== What needs to be done ==
Look below for the line containing "Where can the person in"; from there, print each line exactly up to and including the line containing "Where can the woman's blonde", and stop.

Region pointing data:
________________________

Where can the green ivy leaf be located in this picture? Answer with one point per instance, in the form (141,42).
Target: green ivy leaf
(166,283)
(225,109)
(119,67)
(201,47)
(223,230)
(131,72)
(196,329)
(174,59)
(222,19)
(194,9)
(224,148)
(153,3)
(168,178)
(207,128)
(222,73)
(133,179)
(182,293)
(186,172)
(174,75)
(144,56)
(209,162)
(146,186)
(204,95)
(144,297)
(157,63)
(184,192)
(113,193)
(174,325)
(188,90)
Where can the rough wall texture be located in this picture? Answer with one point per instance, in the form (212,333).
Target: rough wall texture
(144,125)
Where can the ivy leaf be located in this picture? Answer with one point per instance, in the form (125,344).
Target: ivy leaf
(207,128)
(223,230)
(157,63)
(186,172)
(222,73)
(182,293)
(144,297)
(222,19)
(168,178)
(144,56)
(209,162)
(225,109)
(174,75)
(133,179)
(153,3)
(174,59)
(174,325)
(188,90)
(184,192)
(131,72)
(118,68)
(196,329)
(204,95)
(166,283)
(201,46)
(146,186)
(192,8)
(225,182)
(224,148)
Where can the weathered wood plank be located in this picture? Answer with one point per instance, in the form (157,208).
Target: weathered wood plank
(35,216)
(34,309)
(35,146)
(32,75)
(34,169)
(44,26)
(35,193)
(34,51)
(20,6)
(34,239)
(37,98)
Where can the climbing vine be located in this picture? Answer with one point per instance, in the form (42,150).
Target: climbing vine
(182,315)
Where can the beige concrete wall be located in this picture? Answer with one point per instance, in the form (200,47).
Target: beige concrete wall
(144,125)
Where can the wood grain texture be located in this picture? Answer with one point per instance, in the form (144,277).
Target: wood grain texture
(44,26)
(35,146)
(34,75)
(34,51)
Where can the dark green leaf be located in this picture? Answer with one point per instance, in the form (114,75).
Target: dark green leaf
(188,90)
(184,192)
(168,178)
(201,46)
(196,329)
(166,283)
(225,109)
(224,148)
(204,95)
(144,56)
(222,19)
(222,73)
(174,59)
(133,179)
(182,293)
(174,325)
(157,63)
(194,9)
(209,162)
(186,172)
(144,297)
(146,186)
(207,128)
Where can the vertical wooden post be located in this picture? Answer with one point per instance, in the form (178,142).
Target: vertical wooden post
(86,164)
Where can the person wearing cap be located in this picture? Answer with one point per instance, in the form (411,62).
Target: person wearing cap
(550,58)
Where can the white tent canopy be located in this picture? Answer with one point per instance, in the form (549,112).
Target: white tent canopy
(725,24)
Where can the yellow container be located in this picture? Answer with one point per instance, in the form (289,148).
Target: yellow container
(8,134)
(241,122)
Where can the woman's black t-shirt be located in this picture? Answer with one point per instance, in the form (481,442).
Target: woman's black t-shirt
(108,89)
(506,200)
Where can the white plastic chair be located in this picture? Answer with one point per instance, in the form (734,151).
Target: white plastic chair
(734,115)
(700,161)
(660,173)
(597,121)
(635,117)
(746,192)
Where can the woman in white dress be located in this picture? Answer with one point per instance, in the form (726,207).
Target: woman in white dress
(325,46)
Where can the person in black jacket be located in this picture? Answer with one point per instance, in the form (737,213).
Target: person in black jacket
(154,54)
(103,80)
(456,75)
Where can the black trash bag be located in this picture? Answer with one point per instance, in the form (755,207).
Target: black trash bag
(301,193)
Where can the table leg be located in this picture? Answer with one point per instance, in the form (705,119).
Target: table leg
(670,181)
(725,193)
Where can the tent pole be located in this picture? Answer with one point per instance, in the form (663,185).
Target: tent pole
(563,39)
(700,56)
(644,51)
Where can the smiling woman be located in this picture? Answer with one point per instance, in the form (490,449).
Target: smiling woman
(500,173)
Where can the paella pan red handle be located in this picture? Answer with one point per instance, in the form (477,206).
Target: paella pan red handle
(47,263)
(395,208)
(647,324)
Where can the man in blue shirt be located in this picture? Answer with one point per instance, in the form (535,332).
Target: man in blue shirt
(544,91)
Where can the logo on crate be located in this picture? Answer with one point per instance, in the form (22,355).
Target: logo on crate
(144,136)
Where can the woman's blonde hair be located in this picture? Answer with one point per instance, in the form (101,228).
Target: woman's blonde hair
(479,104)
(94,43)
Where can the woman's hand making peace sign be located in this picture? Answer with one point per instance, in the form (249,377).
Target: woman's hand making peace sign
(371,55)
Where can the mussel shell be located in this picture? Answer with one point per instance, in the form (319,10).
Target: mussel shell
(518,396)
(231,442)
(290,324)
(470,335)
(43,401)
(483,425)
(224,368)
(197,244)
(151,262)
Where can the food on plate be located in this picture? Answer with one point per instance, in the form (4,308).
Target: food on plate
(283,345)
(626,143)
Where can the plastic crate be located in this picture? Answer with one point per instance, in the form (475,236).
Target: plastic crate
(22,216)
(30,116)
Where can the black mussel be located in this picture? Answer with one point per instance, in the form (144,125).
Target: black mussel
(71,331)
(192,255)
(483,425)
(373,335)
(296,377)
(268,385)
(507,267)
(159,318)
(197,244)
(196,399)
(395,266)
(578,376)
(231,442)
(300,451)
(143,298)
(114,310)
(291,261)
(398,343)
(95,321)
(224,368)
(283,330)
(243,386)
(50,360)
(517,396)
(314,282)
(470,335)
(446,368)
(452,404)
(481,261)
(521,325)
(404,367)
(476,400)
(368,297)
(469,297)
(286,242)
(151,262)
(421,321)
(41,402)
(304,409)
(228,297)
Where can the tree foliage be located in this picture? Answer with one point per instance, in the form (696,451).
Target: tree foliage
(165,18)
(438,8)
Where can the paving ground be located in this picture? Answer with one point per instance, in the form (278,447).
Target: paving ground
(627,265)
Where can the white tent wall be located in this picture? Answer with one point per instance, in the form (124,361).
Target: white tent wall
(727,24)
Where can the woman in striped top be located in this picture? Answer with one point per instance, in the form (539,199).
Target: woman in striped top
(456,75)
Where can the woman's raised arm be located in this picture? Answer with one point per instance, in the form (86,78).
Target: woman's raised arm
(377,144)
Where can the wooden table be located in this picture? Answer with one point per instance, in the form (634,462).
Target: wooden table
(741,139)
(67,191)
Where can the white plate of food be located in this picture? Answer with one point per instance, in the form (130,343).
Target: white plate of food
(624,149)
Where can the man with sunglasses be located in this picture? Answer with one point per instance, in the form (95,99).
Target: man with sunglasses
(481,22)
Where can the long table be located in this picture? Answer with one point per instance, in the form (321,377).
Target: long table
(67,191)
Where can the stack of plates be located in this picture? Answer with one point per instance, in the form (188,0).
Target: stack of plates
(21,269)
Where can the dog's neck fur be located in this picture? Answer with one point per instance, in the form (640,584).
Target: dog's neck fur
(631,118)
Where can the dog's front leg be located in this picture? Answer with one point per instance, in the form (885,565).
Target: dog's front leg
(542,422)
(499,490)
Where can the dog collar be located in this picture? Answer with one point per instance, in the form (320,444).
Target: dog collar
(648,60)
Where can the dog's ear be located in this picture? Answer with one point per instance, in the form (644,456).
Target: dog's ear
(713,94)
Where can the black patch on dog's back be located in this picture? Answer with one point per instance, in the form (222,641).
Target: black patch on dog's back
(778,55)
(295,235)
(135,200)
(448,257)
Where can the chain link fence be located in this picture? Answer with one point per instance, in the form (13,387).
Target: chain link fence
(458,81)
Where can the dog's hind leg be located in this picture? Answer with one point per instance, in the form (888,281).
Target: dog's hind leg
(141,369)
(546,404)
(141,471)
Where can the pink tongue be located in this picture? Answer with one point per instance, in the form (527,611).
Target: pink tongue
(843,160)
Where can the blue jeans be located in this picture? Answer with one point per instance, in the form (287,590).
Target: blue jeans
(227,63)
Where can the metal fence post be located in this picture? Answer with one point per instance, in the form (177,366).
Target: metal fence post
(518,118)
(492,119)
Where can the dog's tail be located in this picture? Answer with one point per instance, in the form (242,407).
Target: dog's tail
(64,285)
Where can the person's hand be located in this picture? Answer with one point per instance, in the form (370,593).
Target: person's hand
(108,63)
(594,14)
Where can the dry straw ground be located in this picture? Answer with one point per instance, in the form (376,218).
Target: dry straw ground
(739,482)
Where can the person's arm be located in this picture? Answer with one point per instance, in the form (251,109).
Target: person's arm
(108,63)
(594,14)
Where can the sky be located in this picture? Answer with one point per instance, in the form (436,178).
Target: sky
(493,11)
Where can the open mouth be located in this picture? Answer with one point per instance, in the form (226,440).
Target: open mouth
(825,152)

________________________

== Answer to this problem ==
Where can the person in black jacket be located in this picture? Answer with one point per instance, in the form (737,213).
Target: person in black jacket
(154,54)
(103,80)
(456,75)
Where can the black trash bag be located in this picture? Answer with one point per instance, in the form (755,207).
Target: black trash bag
(301,193)
Where can the table leg be located in this picture? Answer with one point per instance, in the form (705,119).
Target: table leg
(670,181)
(725,193)
Where can the tent pole be located in this picture? Answer with one point per instance, in the form (663,185).
Target: tent pole
(563,39)
(700,56)
(644,51)
Where can the smiling woman be located in this picture? Answer with one point per instance, in the form (490,449).
Target: smiling woman
(500,173)
Where can the paella pan red handle be located in this picture? Answer with one point per instance, in the form (477,206).
Target: paella pan red handle
(47,263)
(395,208)
(647,324)
Where can the man in blue shirt be located in this picture? Answer with one point per instance, in the form (535,332).
Target: man in blue shirt
(544,91)
Where can the logo on crate be located in this picture? Answer with one point per instance, in the form (22,355).
Target: logo on crate
(144,136)
Where can the woman's blonde hair be located in this picture? Answer with one point per instance, in the form (101,228).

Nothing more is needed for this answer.